**JOB:**
Reproduce all of the lines below word for word, but leave out the pictures.

**DATA PROVIDED:**
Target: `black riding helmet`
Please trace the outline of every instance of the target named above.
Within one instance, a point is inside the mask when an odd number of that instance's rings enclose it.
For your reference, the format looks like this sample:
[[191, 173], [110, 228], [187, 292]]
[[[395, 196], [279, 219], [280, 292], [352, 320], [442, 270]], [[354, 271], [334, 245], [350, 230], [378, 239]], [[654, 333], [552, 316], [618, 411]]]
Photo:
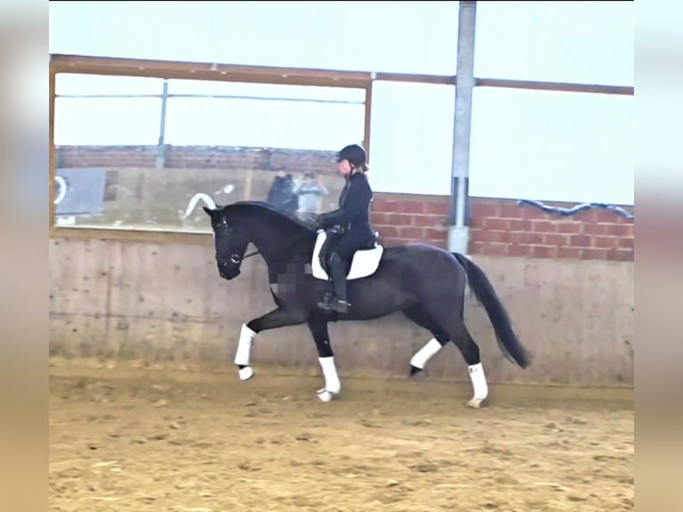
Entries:
[[348, 160], [353, 167], [365, 167], [367, 163], [367, 154], [365, 148], [357, 144], [344, 147], [337, 153], [337, 161]]

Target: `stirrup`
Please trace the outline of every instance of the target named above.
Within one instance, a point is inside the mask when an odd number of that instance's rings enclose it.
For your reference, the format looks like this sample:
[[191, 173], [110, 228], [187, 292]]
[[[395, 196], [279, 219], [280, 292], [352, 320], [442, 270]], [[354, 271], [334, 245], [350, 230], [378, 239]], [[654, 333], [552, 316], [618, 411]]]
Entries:
[[346, 313], [350, 307], [350, 302], [342, 299], [334, 298], [330, 301], [330, 310], [333, 311], [337, 311], [338, 313]]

**OUTPUT BELOW:**
Target: `black riding helmet`
Please trace the outline of every instance of the target named above.
Within one instance, a point is inside the mask when an odd number of that instance's rings enclose it.
For your reference, the format looks like this sample:
[[191, 173], [110, 228], [187, 292]]
[[[395, 196], [279, 219], [280, 292], [352, 320], [442, 270]], [[354, 271], [334, 245], [350, 230], [378, 239]], [[654, 333], [552, 316], [618, 411]]]
Photo:
Entries:
[[348, 160], [353, 167], [365, 167], [367, 163], [367, 154], [365, 148], [357, 144], [344, 147], [337, 153], [337, 161]]

Target: `stirrup`
Please trace the outline of every instance of the target named above.
Within one instance, a point is inside the mask when an odd number of that instance's rings enclose it.
For your reference, the format looks like this sample:
[[191, 173], [110, 228], [187, 292]]
[[[395, 196], [279, 219], [280, 292], [352, 320], [442, 270]], [[354, 271], [334, 245], [350, 230], [378, 239]], [[654, 333], [552, 316], [618, 411]]]
Entries:
[[346, 313], [350, 307], [350, 302], [342, 299], [334, 298], [330, 301], [330, 310], [333, 311], [337, 311], [338, 313]]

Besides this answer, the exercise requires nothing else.